Se ha vuelto frecuente hablar de la “mala calidad” de nuestra democracia, un capítulo suficientemente amplio como para incluir epígrafes muy diversos: desde el excesivo poder del que gozan unos partidos enrocados sobre sí mismos hasta la falta de transparencia de las administraciones y la escasez de mecanismos para luchar contra la corrupción. Pero curiosamente apenas se habla de la merma real de libertad que experimentamos cada día en nuestra convivencia civil. El último caso es el del obispo de Solsona, Xavier Novell, que desde hace dos semanas sufre un violento acoso en las redes sociales, desde algunas instituciones y en la propia calle. El motivo es su ponderada exposición, a modo de pregunta, sobre si la “la confusión en la orientación sexual de bastantes chicos no será debida a que en la cultura occidental la figura del padre estaría simbólicamente ausente”. Por cierto, el obispo Novell introduce la cuestión, en una carta dominical, al hilo de lo que dice al respecto el Papa Francisco en la Exhortación Amoris Laetitia.

··········

Acción requerida A:
En el texto sobre el obispo de Solsona, ¿en qué tipo de escrito planteó Xavier Novell su pregunta?
Acción requerida B:
Retoma el texto sobre el obispo de Solsona y prosíguelo a partir de su última oración.

Datos proporcionados:
··········

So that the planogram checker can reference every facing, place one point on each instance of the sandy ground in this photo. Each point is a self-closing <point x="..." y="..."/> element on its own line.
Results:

··········

Resultado A:
En una carta dominical.

Resultado B:
 
Semejante audacia ha ido demasiado lejos a juicio de diversos grupos LGTB, que han pedido poco menos que la expulsión del obispo de la ciudad común, aparte de cubrirle de una retahíla de improperios que van más allá de cuanto debería permitirse una sociedad sana. La presión ha encontrado inmediatamente eco en una parte de los valientes concejales del ayuntamiento de Cervera, municipio incluido en el territorio diocesano de Solsona, de modo que el obispo ha sido declarado “persona non grata”. Es ésta, por cierto, una de las prácticas más repugnantes que contaminan nuestra democracia, porque el poder (en este caso municipal) se arroga la prerrogativa de expulsar moralmente a un ciudadano, y no porque haya cometido ningún crimen, sino porque su posición pública resulta antipática a estos nuevos totalitarios. Desde luego, nuestra calidad democrática deja mucho que desear.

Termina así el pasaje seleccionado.